> [Texte extrait]

M. Bernard Grasset a ajouté les éléments d'information suivants :

- l'expression publique par les militaires d'une opinion politique est ressentie comme problématique, ce qui rend difficile leur participation à une élection locale. Cependant, c'est moins le fait de ne pouvoir être candidat que celui de ne pas participer à la vie municipale qui préoccupe le plus les militaires. Les modes de participation à développer relèvent donc sans doute de modèles comme les commissions extramunicipales, permettant d'établir une relation entre le conseil municipal et des délégations de l'unité concernée, de façon à ce que les souhaits des militaires en matière de vie locale puissent être pris en compte ;

- le risque d'un afflux de saisines du médiateur n'a pas échappé aux rapporteurs, mais ils se sont heurtés à la difficulté de définir de manière pleinement satisfaisante le filtre qui pourrait être institué pour en réduire le nombre. Il convient, en tout état de cause, de s'en remettre à l'expérience pour vérifier la nécessité de ce filtrage ;

- il y a un point de désaccord entre les deux rapporteurs sur la participation des militaires d'active aux associations d'anciens militaires. On peut en effet se demander, quelle différence il peut y avoir entre une association à caractère professionnel et un syndicat, dès lors que l'exercice du droit de grève est prohibé. Par ailleurs, il ne faut pas sous-estimer l'éventualité d'une multiplication des associations professionnelles dans l'hypothèse où les militaires d'active seraient autorisés à y adhérer et surtout le risque de création d'organisations pour les différentes catégories de grade, à l'instar de ce qui se passe dans la police.

> [Tâche à réaliser] Selon le texte extrait, qu'est-ce qui préoccupe le plus les militaires en matière de vie locale ?

> [Liste]
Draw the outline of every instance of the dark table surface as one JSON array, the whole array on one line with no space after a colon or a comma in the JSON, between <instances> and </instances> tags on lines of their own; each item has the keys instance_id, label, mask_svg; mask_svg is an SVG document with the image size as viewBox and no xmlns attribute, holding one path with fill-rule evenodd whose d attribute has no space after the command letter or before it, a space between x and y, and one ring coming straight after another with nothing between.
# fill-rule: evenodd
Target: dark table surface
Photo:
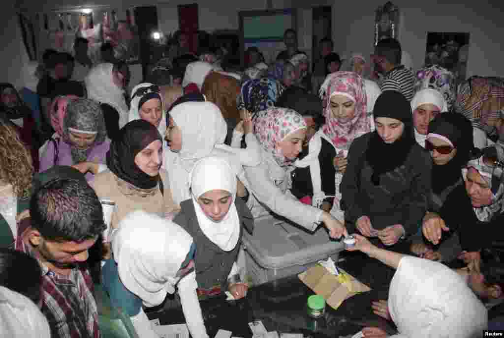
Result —
<instances>
[{"instance_id":1,"label":"dark table surface","mask_svg":"<svg viewBox=\"0 0 504 338\"><path fill-rule=\"evenodd\" d=\"M210 337L219 329L232 331L233 336L251 337L248 323L255 320L261 320L268 331L301 333L305 337L338 338L368 326L394 332L393 324L374 314L371 309L372 300L387 298L385 289L356 295L337 310L327 305L325 315L318 319L307 315L306 301L312 294L296 275L251 288L247 296L239 300L226 301L223 294L202 300L200 304ZM149 312L147 316L159 318L161 325L185 322L180 308Z\"/></svg>"}]
</instances>

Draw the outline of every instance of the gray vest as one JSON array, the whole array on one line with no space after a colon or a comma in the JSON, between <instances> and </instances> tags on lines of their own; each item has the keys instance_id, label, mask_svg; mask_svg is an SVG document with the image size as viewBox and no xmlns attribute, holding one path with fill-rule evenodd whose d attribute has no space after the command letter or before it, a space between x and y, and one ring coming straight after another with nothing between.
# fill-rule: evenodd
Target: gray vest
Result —
<instances>
[{"instance_id":1,"label":"gray vest","mask_svg":"<svg viewBox=\"0 0 504 338\"><path fill-rule=\"evenodd\" d=\"M196 281L200 289L210 289L220 286L222 292L227 290L227 278L233 263L236 261L241 245L243 229L251 233L254 218L245 203L239 198L235 201L240 219L240 235L236 246L226 251L210 241L200 228L198 218L191 200L180 203L181 211L175 216L173 222L185 229L193 236L196 244L195 257Z\"/></svg>"}]
</instances>

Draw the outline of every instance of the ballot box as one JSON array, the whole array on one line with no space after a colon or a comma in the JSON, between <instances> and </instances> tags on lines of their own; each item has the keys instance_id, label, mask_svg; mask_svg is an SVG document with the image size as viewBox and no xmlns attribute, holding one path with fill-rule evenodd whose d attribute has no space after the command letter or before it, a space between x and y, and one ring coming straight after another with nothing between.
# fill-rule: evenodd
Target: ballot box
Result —
<instances>
[{"instance_id":1,"label":"ballot box","mask_svg":"<svg viewBox=\"0 0 504 338\"><path fill-rule=\"evenodd\" d=\"M261 284L300 274L345 248L323 225L314 232L271 215L255 219L253 234L243 231L246 281Z\"/></svg>"}]
</instances>

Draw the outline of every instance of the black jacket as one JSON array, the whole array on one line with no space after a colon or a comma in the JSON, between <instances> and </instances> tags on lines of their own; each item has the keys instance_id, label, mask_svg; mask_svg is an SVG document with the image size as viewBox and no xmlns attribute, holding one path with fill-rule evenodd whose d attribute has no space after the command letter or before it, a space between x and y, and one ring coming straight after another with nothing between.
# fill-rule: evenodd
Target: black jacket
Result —
<instances>
[{"instance_id":1,"label":"black jacket","mask_svg":"<svg viewBox=\"0 0 504 338\"><path fill-rule=\"evenodd\" d=\"M381 184L375 186L371 180L372 168L365 159L372 135L363 135L352 143L340 185L348 232L355 231L360 217L367 216L377 230L399 224L407 235L416 233L430 194L430 156L415 142L403 165L383 174Z\"/></svg>"},{"instance_id":2,"label":"black jacket","mask_svg":"<svg viewBox=\"0 0 504 338\"><path fill-rule=\"evenodd\" d=\"M254 218L241 199L235 199L235 205L242 225L240 236L234 248L225 251L210 241L200 227L198 218L191 200L180 203L181 211L173 219L173 222L185 229L193 236L196 244L195 257L196 281L200 289L210 289L220 285L221 290L227 290L227 278L231 272L233 263L236 261L241 244L243 229L252 233Z\"/></svg>"}]
</instances>

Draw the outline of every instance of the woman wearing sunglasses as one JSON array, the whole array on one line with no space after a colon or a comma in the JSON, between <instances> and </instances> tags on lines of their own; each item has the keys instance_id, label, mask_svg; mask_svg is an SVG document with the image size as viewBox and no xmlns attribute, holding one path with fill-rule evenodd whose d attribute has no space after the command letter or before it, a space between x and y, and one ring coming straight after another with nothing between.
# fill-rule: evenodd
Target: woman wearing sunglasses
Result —
<instances>
[{"instance_id":1,"label":"woman wearing sunglasses","mask_svg":"<svg viewBox=\"0 0 504 338\"><path fill-rule=\"evenodd\" d=\"M407 250L400 240L418 231L427 211L431 162L415 141L411 107L402 94L382 93L373 115L376 130L350 146L340 205L349 233L358 230L378 237L372 240L380 245Z\"/></svg>"},{"instance_id":2,"label":"woman wearing sunglasses","mask_svg":"<svg viewBox=\"0 0 504 338\"><path fill-rule=\"evenodd\" d=\"M463 186L461 168L473 152L471 122L458 114L437 115L429 124L425 149L432 158L430 196L423 224L435 222L447 196L459 186ZM450 262L461 250L457 234L444 238L442 245L433 246L424 241L421 232L413 236L411 251L427 259Z\"/></svg>"},{"instance_id":3,"label":"woman wearing sunglasses","mask_svg":"<svg viewBox=\"0 0 504 338\"><path fill-rule=\"evenodd\" d=\"M482 153L462 169L465 184L454 189L439 214L424 219L422 226L425 238L434 245L457 233L462 249L458 258L466 263L480 260L482 248L502 238L504 149L497 143Z\"/></svg>"}]
</instances>

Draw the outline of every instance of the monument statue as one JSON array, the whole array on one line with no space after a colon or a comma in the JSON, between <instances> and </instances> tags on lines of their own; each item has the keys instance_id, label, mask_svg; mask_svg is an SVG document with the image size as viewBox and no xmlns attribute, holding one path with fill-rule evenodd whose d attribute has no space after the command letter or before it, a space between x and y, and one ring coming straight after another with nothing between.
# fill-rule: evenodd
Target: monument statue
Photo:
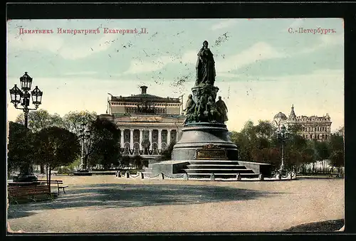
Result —
<instances>
[{"instance_id":1,"label":"monument statue","mask_svg":"<svg viewBox=\"0 0 356 241\"><path fill-rule=\"evenodd\" d=\"M208 48L208 41L205 41L198 53L195 86L201 84L214 85L215 76L215 61L211 51Z\"/></svg>"},{"instance_id":2,"label":"monument statue","mask_svg":"<svg viewBox=\"0 0 356 241\"><path fill-rule=\"evenodd\" d=\"M227 119L227 107L225 105L224 100L221 100L221 97L219 97L219 100L216 102L216 108L218 112L221 115L220 122L224 123L228 120Z\"/></svg>"},{"instance_id":3,"label":"monument statue","mask_svg":"<svg viewBox=\"0 0 356 241\"><path fill-rule=\"evenodd\" d=\"M208 42L204 41L203 47L198 53L196 66L196 82L187 101L184 124L221 123L227 120L227 107L219 98L215 102L219 88L215 82L215 61L208 48Z\"/></svg>"}]
</instances>

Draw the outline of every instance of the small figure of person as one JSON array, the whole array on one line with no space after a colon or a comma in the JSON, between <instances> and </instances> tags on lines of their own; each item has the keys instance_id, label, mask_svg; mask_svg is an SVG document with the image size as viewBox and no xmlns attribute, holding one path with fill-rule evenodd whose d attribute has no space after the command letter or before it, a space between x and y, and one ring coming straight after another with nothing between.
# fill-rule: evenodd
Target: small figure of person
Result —
<instances>
[{"instance_id":1,"label":"small figure of person","mask_svg":"<svg viewBox=\"0 0 356 241\"><path fill-rule=\"evenodd\" d=\"M194 120L194 110L195 102L193 100L193 95L190 94L188 95L188 100L187 100L187 103L185 104L185 109L183 109L186 115L184 123L191 122Z\"/></svg>"},{"instance_id":2,"label":"small figure of person","mask_svg":"<svg viewBox=\"0 0 356 241\"><path fill-rule=\"evenodd\" d=\"M221 97L219 97L219 100L216 103L216 109L221 114L221 122L224 123L228 120L227 118L227 107L225 105L224 100L221 100Z\"/></svg>"},{"instance_id":3,"label":"small figure of person","mask_svg":"<svg viewBox=\"0 0 356 241\"><path fill-rule=\"evenodd\" d=\"M206 110L209 113L209 122L216 122L220 113L219 113L215 102L213 100L213 97L209 96L208 98L208 102L206 104Z\"/></svg>"},{"instance_id":4,"label":"small figure of person","mask_svg":"<svg viewBox=\"0 0 356 241\"><path fill-rule=\"evenodd\" d=\"M215 82L215 61L213 53L208 48L208 41L204 41L203 47L198 53L195 86L201 83L214 85Z\"/></svg>"},{"instance_id":5,"label":"small figure of person","mask_svg":"<svg viewBox=\"0 0 356 241\"><path fill-rule=\"evenodd\" d=\"M195 117L197 117L197 122L201 122L206 120L207 112L206 98L204 95L201 95L200 99L198 100L195 107Z\"/></svg>"}]
</instances>

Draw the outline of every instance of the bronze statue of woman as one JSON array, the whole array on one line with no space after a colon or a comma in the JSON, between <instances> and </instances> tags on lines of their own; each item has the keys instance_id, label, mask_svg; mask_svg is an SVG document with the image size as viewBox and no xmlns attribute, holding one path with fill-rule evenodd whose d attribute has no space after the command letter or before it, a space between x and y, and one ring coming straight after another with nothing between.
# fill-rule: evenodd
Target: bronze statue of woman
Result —
<instances>
[{"instance_id":1,"label":"bronze statue of woman","mask_svg":"<svg viewBox=\"0 0 356 241\"><path fill-rule=\"evenodd\" d=\"M215 61L213 53L208 48L208 41L205 41L203 43L203 47L198 53L195 86L201 83L214 85L215 76Z\"/></svg>"}]
</instances>

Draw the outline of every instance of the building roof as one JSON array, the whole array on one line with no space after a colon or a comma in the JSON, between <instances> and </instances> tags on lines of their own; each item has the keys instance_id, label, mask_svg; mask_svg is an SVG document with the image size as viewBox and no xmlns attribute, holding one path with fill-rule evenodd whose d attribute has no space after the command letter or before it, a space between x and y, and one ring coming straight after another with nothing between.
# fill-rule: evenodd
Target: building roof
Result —
<instances>
[{"instance_id":1,"label":"building roof","mask_svg":"<svg viewBox=\"0 0 356 241\"><path fill-rule=\"evenodd\" d=\"M275 116L274 116L274 119L277 119L277 118L281 118L281 119L287 119L287 117L286 116L286 114L284 114L283 113L279 112L279 113L276 114Z\"/></svg>"},{"instance_id":2,"label":"building roof","mask_svg":"<svg viewBox=\"0 0 356 241\"><path fill-rule=\"evenodd\" d=\"M179 98L161 97L157 95L153 95L147 93L147 86L141 86L141 93L138 95L132 95L127 97L112 96L111 101L123 101L123 102L174 102L179 103Z\"/></svg>"}]
</instances>

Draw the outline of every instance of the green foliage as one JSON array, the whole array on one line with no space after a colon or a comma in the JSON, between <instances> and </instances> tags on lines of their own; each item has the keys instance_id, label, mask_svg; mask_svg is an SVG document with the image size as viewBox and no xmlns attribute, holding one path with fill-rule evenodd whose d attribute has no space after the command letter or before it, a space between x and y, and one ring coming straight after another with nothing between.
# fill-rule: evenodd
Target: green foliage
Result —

> [Corrigé de l'exercice] C'est le fait de ne pas participer à la vie municipale, plus que celui de ne pouvoir être candidat.